» What to produce
Reproduce the material below word for word, starting at the line that contains "outline **bamboo cutting board grain**" and ending at the line that contains "Draw the outline of every instance of the **bamboo". Include both of those lines and nothing outside them.

» Rows
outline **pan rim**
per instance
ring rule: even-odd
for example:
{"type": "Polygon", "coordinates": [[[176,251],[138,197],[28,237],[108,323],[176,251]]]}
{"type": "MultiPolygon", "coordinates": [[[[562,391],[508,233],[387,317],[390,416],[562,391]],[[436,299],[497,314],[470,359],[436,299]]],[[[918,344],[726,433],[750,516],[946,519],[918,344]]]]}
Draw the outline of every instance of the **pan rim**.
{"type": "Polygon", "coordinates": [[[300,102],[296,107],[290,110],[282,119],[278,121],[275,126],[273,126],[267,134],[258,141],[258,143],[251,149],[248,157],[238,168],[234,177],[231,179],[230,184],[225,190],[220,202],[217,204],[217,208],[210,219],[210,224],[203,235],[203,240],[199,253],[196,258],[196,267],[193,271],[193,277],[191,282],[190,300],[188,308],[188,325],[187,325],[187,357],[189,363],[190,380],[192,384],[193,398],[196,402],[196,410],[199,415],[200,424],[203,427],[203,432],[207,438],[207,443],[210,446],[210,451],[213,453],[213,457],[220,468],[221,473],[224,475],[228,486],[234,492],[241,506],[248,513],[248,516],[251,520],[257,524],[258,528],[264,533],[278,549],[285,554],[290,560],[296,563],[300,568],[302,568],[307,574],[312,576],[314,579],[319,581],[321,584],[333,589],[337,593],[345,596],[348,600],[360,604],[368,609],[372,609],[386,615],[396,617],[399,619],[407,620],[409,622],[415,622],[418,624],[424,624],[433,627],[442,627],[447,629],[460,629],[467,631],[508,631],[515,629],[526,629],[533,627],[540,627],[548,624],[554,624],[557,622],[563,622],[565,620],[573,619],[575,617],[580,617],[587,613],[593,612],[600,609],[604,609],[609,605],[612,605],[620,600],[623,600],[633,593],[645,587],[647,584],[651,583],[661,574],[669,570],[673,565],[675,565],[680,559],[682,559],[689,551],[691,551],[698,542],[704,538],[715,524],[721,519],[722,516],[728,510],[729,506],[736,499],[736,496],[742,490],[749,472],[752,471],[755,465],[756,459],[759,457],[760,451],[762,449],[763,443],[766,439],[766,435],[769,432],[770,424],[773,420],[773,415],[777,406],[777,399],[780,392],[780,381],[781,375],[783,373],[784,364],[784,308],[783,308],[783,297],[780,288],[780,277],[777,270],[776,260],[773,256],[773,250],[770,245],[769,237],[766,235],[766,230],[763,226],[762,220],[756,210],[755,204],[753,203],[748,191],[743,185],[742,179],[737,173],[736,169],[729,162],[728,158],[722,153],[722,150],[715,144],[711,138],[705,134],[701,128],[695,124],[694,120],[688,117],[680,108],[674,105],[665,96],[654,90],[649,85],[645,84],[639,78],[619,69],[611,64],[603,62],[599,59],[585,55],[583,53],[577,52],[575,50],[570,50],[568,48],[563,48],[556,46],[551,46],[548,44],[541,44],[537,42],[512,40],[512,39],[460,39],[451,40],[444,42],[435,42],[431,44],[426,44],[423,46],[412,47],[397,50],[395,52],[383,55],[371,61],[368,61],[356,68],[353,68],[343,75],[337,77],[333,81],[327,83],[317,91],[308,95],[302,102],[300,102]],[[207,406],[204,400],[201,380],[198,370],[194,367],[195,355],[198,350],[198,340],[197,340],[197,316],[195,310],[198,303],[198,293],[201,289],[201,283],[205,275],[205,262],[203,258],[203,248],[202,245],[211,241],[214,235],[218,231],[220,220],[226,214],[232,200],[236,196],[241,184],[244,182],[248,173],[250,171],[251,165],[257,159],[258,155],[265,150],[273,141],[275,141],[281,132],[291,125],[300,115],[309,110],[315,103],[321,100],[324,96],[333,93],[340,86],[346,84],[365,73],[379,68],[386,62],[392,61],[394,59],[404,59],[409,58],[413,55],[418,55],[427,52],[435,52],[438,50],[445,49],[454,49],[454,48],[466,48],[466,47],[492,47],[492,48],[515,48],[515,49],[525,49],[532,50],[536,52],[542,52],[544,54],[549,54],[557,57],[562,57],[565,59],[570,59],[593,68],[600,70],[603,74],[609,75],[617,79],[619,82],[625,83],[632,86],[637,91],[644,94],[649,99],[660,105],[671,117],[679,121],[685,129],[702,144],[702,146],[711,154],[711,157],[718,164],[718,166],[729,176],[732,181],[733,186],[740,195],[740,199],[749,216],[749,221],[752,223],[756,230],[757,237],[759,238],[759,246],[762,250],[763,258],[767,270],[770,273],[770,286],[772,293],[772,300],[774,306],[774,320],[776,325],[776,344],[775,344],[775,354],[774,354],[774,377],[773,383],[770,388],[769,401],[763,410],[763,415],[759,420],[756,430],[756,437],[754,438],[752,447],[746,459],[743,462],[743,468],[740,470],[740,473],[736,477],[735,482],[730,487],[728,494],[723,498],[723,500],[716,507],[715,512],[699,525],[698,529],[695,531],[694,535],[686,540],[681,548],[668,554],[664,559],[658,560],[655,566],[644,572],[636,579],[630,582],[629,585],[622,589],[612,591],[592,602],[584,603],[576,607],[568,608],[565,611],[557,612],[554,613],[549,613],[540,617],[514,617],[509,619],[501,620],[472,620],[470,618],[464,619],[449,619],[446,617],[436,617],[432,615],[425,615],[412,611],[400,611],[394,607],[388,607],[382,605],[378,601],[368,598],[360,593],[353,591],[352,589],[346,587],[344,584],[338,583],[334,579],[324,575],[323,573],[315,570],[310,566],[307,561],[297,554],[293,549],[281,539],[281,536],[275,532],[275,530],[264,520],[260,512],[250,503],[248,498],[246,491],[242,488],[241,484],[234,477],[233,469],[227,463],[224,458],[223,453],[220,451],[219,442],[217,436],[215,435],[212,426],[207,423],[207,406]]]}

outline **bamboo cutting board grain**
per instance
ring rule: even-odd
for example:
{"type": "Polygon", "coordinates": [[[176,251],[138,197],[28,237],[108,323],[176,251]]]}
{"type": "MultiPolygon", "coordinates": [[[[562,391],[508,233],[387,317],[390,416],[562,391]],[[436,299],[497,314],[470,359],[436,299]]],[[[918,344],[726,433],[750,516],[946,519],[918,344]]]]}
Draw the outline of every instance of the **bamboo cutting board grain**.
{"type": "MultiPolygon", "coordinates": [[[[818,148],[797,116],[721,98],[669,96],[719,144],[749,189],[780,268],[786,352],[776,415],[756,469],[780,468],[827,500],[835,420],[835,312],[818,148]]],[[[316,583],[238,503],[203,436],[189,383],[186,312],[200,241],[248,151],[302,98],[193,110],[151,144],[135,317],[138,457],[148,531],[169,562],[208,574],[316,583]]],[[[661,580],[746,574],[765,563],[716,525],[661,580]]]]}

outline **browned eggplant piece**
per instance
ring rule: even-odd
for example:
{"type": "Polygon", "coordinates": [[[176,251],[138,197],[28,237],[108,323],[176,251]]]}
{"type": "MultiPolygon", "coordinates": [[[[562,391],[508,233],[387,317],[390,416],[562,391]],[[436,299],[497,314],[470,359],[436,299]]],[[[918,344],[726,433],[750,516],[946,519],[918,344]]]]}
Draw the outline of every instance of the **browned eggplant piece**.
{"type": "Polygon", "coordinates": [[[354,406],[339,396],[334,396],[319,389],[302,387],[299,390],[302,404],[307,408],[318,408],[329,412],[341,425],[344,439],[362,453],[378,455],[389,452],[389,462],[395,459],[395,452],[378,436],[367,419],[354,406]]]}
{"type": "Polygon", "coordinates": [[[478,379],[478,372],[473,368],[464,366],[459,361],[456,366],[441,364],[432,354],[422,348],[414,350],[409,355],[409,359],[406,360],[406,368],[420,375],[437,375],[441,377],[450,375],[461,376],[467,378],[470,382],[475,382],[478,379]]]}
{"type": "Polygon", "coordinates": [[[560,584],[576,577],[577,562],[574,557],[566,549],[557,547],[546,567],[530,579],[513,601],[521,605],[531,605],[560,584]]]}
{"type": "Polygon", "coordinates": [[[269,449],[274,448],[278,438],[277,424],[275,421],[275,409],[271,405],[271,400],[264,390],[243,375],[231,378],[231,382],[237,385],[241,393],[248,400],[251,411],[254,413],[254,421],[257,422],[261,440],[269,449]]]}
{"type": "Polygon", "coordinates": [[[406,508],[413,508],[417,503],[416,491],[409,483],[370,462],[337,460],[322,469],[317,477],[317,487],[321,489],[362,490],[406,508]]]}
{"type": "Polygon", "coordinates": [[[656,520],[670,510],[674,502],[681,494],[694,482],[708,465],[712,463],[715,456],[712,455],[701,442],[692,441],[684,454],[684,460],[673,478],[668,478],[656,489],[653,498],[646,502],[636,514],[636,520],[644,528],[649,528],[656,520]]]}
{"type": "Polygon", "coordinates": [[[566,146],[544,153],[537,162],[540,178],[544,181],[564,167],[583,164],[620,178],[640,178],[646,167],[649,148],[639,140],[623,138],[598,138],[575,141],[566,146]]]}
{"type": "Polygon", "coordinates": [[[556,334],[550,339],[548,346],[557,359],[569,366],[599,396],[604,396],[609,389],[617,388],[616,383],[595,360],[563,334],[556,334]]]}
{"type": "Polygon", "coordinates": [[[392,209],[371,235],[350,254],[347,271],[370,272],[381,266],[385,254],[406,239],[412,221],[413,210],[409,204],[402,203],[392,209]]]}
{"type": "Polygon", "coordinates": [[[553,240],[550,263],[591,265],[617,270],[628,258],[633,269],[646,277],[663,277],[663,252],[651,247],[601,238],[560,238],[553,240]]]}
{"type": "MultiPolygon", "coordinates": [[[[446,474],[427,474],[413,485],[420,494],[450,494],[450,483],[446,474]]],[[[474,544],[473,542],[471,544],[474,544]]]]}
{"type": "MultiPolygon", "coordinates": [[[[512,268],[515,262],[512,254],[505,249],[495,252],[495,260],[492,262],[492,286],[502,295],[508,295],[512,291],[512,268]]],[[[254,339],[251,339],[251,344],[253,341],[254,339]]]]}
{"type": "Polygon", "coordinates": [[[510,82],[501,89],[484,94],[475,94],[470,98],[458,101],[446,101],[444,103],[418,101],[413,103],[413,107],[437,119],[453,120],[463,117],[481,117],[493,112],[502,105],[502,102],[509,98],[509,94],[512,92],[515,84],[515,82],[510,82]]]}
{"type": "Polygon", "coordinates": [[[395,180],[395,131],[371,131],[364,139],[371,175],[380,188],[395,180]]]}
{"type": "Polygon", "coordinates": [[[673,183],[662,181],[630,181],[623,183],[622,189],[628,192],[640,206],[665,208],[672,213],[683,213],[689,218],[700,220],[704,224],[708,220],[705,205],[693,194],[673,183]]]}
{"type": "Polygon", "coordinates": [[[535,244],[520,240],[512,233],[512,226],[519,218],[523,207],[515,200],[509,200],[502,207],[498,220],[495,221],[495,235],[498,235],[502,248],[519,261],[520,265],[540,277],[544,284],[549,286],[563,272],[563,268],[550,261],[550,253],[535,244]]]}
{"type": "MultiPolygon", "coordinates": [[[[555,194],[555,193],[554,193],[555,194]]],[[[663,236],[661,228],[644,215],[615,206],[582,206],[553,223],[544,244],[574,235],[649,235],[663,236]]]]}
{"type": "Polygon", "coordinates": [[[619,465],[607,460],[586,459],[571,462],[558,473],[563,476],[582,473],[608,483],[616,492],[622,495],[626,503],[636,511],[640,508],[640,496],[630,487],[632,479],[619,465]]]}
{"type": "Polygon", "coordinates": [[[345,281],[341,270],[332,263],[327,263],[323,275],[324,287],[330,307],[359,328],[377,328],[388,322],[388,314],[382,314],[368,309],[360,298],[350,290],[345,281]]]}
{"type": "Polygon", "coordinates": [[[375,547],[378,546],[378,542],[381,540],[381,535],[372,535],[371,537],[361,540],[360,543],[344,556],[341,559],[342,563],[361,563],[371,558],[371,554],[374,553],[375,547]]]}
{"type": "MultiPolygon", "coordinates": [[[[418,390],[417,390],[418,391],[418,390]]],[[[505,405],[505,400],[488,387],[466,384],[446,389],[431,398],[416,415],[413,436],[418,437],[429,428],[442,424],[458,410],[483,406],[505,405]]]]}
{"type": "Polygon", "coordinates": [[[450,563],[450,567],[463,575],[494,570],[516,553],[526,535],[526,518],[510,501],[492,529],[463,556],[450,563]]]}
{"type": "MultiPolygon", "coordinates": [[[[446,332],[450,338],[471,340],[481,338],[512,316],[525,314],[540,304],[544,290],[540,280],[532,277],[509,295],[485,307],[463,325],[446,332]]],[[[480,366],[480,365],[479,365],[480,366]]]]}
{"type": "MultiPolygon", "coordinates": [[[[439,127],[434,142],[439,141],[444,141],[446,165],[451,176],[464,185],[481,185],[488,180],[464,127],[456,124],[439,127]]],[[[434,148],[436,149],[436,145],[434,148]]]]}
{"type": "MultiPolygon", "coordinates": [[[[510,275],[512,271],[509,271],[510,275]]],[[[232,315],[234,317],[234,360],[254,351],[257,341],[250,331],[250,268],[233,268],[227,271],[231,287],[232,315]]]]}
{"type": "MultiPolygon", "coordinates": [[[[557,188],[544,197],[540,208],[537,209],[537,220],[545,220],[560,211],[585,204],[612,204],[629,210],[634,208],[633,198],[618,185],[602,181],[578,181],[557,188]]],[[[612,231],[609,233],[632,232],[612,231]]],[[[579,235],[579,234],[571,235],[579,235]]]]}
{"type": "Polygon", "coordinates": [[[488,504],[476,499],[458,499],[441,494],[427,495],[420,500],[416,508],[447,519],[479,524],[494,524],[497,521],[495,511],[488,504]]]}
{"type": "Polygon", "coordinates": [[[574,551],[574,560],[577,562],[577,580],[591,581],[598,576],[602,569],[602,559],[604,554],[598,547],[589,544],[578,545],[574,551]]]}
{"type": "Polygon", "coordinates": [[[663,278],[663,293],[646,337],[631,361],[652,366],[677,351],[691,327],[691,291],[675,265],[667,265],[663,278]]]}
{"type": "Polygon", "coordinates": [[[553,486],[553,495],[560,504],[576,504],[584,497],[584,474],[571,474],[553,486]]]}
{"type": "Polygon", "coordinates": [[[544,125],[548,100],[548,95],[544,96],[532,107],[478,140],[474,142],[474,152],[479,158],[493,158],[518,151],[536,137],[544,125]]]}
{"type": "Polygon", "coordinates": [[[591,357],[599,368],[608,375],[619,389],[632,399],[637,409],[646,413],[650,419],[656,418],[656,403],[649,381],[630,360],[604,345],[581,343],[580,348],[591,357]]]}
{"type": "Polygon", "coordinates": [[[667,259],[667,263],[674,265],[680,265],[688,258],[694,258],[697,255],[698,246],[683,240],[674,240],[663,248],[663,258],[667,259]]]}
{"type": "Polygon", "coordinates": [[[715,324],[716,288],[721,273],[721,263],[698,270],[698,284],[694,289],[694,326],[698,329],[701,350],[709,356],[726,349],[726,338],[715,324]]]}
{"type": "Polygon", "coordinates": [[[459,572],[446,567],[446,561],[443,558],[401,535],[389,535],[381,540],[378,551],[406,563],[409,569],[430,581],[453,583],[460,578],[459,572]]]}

» Exercise response
outline **bamboo cutting board grain**
per instance
ring rule: even-odd
for example:
{"type": "Polygon", "coordinates": [[[176,251],[138,197],[28,237],[108,323],[176,251]]]}
{"type": "MultiPolygon", "coordinates": [[[[562,391],[508,233],[387,317],[390,416],[562,391]],[[436,299],[497,314],[470,359],[436,299]]],[[[918,344],[726,433],[750,516],[946,519],[918,344]]]]}
Draw the outline of every instance of the **bamboo cutting board grain**.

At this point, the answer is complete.